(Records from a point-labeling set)
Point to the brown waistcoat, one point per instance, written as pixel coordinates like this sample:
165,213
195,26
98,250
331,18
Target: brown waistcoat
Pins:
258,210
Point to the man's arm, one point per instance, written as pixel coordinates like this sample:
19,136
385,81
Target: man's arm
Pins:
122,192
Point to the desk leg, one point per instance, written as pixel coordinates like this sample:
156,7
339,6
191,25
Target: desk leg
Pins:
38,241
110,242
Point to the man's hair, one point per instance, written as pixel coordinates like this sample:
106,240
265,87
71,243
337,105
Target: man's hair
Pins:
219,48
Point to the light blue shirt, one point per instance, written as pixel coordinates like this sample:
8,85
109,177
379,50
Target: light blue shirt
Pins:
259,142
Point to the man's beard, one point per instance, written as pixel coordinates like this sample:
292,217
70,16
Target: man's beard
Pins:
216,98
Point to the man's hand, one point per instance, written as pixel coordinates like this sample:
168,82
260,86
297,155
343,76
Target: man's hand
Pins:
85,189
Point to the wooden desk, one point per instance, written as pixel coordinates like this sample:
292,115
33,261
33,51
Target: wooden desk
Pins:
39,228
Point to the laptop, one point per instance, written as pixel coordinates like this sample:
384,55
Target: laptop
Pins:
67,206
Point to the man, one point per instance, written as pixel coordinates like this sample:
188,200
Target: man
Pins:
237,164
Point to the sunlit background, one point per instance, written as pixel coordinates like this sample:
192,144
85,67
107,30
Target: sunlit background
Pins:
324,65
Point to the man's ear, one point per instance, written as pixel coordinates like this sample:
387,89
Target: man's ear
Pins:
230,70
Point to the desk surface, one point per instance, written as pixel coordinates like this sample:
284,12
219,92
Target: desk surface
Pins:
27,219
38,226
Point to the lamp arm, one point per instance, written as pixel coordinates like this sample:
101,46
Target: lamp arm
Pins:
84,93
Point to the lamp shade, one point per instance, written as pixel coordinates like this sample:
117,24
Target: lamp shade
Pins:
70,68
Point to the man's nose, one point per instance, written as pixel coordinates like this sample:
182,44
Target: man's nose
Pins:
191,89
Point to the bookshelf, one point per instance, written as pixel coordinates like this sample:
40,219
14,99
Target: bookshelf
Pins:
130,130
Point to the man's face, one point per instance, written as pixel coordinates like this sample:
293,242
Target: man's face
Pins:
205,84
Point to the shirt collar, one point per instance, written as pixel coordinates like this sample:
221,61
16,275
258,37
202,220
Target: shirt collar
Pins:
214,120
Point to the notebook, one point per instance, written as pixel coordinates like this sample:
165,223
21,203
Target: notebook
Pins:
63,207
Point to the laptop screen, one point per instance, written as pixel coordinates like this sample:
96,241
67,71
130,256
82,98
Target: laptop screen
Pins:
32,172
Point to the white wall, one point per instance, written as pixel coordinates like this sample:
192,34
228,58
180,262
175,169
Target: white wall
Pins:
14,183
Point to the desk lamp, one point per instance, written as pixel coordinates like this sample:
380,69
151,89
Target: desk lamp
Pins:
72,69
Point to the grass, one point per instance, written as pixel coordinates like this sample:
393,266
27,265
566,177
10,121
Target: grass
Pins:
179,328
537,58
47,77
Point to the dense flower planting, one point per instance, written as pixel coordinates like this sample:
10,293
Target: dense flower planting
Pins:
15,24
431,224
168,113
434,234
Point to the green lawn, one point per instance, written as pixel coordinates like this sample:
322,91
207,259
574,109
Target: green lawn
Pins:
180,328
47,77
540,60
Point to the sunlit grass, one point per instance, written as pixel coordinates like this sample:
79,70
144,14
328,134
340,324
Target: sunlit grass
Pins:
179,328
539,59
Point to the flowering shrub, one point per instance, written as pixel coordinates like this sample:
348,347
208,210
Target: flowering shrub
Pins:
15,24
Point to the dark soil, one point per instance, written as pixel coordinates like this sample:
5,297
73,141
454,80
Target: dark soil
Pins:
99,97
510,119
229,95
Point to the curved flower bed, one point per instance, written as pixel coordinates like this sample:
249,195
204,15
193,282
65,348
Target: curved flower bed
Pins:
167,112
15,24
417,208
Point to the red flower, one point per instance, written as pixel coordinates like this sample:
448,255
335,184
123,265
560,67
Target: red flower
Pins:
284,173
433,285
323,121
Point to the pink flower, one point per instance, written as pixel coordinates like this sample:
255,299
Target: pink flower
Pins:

→ PROBLEM TO SOLVE
Switch every "Pins" in the lines to "Marks", leaving everything else as it stands.

→ EXERCISE RESULT
Point to the brown waistcoat, one point per instance, written as pixel coordinates like this sample:
165,213
195,26
98,250
331,18
Target: brown waistcoat
Marks:
258,210
Point to the man's arm, one point per instance, written as pixel coordinates like this sample:
19,136
385,81
Target: man's arm
Marks:
122,192
Point to the desk leg, one point per instance, written as pixel coordinates like this sample:
156,7
339,6
191,25
Target: desk leg
Marks:
38,241
110,242
Point to the man's hair, one point per instance, written as pixel coordinates like this sample:
106,240
265,87
71,243
337,105
Target: man's hair
Marks:
219,48
Point to the light blue shirt, one point per instance, written as pixel coordinates like this sample:
8,85
109,177
379,50
Target: light blue shirt
Marks:
259,142
Point to the man's beard, one point per instance, written as pixel coordinates like this sample:
292,217
70,16
Target: man's beard
Marks:
216,98
Point to the man's hand, one point per instance, written as pixel coordinates like this sample:
168,82
260,86
297,155
343,76
Target: man's hand
Marks:
85,189
Point to the wooden desk, one point per instance, written as pixel coordinates like this sample:
292,115
33,261
33,51
Target: wooden desk
Marks:
39,228
Point to the laptop, one point per instance, written as pixel coordinates like this sample:
384,55
Target: laptop
Marks:
67,206
Point to the man, one point per instance, written as pixel coordinates like this sample:
188,200
Target: man
Marks:
237,164
Point to the sunlit background, one point per instance, written as pixel coordinates like this sample:
192,144
85,67
107,30
Target: sunlit background
Marks:
324,65
Point to the man's ear, one point per instance, written as pixel coordinates like this sample:
387,89
Target: man's ear
Marks:
230,70
Point to the desk surface, one point per instance, written as pixel coordinates like this sample:
284,12
219,92
Target: desk surface
Marks:
27,219
38,226
Point to the lamp arm, one point per instance, written as pixel coordinates like this sample:
101,46
Target: lamp arm
Marks:
84,93
Point to the lamp shade, one point per instance, written as pixel coordinates like this sample:
117,24
Target: lamp shade
Marks:
70,68
Point to the man's nose, one point per instance, written as pixel coordinates like this sample:
182,44
Target: man's nose
Marks:
191,89
Point to the bookshelf, one point per instance, written as pixel coordinates like this sample:
40,219
14,99
Target: bookshelf
Marks:
130,130
Point to the man's face, one point per instance, written as pixel coordinates like this sample:
293,242
Target: man's face
Marks:
205,84
Point to the shirt collar, one point per instance, written as pixel coordinates like this sample:
221,61
16,275
258,37
202,220
Target: shirt collar
Marks:
214,120
Point to the notebook, one point per instance, written as pixel coordinates like this sample:
165,223
21,203
Target: notebook
Marks:
63,207
Point to the laptop screen, one point per instance, written as pixel coordinates like this sample:
96,241
67,71
130,256
82,98
Target: laptop screen
Marks:
32,172
Point to the white wall, one point per instance, written as pixel coordinates like this sample:
192,34
228,58
180,262
175,169
Target: white wall
Marks:
14,183
Point to the desk lamp, one point per instance, written as pixel coordinates like this sample:
380,69
151,89
Target: desk lamp
Marks:
72,69
Point to the grass, one point per instance, written as pixel coordinates like this sample:
393,266
27,265
566,177
10,121
Target: grass
Marks:
179,328
537,58
47,77
Point to the dense flower planting, one point per instance, written as pixel coordinates like this sample:
10,293
Target: dense flower planting
Marks:
15,24
431,224
168,113
434,234
Point to the green lawn, one point per instance, written as pixel coordinates like this sample:
322,91
207,259
574,109
Target: green lawn
Marks:
180,328
47,77
540,60
Point to the sunlit grass, one point per instance, written as pixel coordinates like this sample:
79,70
144,14
328,134
340,324
Target: sunlit grass
Marks:
179,328
539,59
Point to the flowering shrub, one point per instance, written as pixel coordinates like this sample:
348,347
208,210
Target: flowering shrub
Marks:
15,24
Point to the dark soil, one point per instance, written as pixel coordinates like this sample:
5,297
73,141
454,80
Target: dark soil
Marks:
99,97
510,119
229,95
Point to the curved flower bed, one point per instance, written as pixel coordinates like this sample:
249,195
204,15
193,282
65,348
Target: curved flower bed
Marks:
167,112
15,24
417,208
Point to the red flower, one point per instance, written as pixel coordinates like this sample:
448,255
335,184
123,265
560,67
Target: red flower
Marks:
284,173
433,285
323,121
Point to the pink flower, one point per instance, written as pixel coordinates like this sample:
255,299
Target: pink flower
Marks:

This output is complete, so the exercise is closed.